**AIM:** How many lines in the listing contain the word "truck"? Reply with the number alone.

** Begin STORED ROWS **

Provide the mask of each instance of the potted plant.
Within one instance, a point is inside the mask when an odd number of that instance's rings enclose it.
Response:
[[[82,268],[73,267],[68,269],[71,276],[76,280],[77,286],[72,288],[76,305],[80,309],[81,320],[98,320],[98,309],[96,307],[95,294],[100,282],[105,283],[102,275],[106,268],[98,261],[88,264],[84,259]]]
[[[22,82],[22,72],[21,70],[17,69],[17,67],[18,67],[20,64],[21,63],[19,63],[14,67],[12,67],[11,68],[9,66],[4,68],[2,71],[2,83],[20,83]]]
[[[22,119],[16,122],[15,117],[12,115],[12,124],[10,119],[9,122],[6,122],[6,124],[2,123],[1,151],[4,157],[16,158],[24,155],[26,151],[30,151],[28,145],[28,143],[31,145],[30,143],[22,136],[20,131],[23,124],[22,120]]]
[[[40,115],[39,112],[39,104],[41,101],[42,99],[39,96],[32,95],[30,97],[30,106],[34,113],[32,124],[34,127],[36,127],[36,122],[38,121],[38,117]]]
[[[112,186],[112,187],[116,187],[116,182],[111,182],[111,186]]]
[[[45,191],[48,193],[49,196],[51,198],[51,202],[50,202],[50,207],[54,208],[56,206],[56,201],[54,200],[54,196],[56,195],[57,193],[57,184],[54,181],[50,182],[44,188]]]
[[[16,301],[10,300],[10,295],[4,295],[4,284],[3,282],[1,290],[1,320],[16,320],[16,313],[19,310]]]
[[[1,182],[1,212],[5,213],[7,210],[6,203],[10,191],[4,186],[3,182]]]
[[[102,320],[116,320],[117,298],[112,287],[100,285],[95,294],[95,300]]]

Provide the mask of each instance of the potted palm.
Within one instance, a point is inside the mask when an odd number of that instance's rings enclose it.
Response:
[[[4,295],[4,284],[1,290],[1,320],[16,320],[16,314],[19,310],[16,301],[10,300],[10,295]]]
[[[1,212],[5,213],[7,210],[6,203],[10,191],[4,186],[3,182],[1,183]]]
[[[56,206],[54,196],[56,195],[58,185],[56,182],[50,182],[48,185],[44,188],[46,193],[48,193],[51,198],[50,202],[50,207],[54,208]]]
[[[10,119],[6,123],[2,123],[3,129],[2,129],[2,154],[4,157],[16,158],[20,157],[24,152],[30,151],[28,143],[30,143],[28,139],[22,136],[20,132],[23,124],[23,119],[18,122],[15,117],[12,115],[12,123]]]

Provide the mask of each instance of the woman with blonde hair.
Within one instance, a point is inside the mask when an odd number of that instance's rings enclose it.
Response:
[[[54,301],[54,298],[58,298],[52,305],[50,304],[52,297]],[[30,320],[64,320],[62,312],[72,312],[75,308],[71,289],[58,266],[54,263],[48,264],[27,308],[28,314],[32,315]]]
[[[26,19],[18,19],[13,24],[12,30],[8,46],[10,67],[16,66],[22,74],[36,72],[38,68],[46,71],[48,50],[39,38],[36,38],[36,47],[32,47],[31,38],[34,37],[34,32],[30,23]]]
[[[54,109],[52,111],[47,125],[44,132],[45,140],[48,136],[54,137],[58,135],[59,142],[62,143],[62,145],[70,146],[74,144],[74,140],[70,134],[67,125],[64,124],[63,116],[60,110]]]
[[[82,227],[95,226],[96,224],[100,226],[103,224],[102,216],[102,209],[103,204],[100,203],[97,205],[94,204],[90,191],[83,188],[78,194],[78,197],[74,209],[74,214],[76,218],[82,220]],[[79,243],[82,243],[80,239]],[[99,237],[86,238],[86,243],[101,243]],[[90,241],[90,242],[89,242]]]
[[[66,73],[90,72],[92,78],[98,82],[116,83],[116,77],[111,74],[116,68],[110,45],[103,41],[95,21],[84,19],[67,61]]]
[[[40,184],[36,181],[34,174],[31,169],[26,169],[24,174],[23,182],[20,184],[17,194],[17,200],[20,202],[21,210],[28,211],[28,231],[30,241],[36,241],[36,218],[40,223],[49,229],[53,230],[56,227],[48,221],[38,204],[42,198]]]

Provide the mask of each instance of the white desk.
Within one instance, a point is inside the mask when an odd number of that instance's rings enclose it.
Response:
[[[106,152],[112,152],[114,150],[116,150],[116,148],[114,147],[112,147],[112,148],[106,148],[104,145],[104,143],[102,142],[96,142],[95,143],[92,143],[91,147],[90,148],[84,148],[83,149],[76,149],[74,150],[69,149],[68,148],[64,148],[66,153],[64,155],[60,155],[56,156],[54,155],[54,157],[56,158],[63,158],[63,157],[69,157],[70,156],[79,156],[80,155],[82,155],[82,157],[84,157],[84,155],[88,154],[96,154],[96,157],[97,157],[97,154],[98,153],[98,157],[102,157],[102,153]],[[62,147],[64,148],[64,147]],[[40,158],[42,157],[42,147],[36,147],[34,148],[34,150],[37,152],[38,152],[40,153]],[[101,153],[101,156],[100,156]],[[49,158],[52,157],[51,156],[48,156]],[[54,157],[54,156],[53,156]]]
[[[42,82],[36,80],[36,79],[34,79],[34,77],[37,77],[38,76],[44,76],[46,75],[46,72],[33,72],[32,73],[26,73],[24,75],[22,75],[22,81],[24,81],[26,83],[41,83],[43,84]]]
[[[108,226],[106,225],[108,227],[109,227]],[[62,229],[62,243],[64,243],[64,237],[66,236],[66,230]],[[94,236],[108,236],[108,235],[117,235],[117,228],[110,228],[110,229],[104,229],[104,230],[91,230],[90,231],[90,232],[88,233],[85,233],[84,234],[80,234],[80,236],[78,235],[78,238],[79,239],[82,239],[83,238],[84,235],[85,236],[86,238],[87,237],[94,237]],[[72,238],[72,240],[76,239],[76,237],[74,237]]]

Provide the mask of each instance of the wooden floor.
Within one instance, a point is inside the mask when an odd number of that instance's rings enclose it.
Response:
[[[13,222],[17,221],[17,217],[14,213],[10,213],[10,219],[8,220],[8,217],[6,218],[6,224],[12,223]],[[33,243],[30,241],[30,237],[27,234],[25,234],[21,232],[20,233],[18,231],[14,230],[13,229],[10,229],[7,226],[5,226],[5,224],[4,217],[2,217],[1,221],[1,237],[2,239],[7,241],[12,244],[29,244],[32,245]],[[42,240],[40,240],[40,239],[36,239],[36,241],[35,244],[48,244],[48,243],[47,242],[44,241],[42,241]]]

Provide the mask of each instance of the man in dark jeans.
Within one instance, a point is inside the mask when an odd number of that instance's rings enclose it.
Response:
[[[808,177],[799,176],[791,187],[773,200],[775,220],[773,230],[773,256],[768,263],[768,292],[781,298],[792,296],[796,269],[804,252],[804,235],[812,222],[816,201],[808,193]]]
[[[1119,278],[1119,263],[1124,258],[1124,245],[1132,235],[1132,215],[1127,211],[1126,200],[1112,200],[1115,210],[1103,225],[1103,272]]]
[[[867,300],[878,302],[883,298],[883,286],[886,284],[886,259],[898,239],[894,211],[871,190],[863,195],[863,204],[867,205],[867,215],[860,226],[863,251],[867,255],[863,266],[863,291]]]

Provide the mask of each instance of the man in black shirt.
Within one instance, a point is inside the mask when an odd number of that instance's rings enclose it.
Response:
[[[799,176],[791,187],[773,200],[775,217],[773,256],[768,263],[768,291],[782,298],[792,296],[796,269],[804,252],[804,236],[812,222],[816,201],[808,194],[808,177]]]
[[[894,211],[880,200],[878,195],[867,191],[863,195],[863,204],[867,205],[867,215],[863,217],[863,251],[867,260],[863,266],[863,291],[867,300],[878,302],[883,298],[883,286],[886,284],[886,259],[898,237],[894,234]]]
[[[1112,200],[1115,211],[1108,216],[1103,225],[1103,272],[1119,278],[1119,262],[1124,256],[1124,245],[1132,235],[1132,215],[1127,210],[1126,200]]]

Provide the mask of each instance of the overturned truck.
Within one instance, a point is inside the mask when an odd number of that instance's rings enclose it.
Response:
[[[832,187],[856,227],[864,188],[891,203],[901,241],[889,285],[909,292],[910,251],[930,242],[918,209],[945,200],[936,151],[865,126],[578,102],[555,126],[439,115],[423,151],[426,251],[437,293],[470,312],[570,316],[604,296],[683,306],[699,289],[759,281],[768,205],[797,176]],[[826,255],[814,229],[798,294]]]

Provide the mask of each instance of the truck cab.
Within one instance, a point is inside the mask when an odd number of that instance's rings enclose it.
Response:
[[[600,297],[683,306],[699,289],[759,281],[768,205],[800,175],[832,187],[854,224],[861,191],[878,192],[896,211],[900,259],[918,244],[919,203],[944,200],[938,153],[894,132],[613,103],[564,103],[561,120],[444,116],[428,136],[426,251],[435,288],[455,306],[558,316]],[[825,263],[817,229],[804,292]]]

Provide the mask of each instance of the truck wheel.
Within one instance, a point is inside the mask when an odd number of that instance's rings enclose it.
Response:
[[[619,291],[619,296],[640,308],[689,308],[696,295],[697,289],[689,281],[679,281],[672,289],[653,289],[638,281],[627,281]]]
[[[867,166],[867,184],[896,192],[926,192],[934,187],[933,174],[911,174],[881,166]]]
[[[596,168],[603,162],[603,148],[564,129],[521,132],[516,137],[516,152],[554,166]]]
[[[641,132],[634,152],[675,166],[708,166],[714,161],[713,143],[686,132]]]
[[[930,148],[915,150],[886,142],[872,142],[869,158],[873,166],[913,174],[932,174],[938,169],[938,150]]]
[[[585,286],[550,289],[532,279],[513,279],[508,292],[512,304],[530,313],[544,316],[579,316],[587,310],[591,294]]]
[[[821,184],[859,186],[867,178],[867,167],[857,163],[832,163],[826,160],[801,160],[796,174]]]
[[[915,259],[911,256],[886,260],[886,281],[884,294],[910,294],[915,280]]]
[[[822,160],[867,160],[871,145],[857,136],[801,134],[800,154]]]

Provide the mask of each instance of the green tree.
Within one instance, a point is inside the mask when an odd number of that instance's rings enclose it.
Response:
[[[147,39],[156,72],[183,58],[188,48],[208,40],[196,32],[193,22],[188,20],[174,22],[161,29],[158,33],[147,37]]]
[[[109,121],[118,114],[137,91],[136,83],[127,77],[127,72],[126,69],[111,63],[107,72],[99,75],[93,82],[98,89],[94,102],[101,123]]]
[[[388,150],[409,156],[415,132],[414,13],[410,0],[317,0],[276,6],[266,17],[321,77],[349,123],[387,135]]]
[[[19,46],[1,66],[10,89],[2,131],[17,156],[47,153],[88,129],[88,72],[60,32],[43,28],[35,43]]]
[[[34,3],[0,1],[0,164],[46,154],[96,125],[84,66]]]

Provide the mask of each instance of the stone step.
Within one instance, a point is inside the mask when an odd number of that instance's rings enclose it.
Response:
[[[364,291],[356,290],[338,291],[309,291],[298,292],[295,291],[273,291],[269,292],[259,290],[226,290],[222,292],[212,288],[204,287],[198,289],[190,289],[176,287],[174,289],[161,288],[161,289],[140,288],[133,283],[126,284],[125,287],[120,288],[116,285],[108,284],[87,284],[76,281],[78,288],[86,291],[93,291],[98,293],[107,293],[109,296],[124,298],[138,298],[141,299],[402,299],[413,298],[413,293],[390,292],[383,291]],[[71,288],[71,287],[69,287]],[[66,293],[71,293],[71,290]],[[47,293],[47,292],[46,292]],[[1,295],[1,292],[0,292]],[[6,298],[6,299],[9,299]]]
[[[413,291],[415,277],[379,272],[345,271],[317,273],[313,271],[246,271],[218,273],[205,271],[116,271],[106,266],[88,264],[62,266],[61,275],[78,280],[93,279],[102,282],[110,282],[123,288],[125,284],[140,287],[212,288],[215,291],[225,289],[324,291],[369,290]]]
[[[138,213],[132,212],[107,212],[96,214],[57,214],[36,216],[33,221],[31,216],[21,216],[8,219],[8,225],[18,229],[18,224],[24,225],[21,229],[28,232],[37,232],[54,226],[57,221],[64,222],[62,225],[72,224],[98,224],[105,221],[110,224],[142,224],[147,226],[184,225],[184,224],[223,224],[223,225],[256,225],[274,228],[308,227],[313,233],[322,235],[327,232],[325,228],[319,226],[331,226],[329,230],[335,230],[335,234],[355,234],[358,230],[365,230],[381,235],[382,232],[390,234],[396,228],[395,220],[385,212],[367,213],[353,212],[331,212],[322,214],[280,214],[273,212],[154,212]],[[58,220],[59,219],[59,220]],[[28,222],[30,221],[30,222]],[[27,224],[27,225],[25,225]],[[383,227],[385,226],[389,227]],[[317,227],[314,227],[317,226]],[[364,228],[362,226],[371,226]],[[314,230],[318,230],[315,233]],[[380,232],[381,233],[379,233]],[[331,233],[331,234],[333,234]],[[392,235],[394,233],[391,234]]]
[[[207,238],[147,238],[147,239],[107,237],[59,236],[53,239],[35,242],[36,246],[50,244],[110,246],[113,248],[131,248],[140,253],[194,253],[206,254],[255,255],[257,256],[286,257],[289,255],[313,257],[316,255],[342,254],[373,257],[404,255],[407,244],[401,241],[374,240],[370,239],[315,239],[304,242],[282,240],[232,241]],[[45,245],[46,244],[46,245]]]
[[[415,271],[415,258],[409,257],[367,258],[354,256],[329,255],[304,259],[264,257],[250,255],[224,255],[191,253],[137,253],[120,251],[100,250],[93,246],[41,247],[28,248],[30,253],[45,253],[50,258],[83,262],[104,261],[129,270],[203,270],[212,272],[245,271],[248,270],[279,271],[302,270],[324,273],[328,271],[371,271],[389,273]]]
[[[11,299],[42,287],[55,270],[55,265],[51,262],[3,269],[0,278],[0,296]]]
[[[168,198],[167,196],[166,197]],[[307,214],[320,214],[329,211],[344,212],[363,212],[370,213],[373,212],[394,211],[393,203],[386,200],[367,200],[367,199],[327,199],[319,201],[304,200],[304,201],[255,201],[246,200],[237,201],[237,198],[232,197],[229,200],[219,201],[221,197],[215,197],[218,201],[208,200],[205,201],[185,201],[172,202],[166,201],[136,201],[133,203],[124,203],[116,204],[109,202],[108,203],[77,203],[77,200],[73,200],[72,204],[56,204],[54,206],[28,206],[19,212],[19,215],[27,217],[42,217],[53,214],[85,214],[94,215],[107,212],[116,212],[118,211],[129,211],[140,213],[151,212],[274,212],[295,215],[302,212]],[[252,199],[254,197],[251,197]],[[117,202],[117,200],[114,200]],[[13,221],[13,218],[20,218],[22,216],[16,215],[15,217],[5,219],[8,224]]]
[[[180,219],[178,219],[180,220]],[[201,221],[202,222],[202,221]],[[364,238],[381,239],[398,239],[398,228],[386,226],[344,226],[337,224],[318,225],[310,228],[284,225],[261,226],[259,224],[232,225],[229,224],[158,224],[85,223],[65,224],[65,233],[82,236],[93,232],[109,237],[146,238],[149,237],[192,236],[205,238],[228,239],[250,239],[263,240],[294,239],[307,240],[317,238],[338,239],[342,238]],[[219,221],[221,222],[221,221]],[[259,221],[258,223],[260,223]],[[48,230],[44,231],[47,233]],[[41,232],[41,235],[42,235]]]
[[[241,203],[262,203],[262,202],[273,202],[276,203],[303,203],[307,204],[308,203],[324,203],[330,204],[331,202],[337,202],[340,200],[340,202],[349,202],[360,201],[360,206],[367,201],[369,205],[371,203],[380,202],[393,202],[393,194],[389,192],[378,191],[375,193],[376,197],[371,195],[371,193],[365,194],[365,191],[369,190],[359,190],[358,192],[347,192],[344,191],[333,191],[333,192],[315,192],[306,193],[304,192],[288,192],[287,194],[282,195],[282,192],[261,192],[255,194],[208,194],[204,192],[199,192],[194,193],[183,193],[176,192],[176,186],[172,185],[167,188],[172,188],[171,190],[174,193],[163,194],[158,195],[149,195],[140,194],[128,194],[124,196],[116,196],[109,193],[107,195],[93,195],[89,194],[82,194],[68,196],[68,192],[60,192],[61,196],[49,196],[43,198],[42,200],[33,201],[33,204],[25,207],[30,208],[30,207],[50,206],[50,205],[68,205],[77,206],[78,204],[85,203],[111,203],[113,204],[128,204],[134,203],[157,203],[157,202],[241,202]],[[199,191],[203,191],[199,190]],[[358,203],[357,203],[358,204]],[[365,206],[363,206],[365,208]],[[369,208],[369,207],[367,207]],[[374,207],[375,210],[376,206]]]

** End STORED ROWS **

**SOLUTION TO THIS PROBLEM:** 3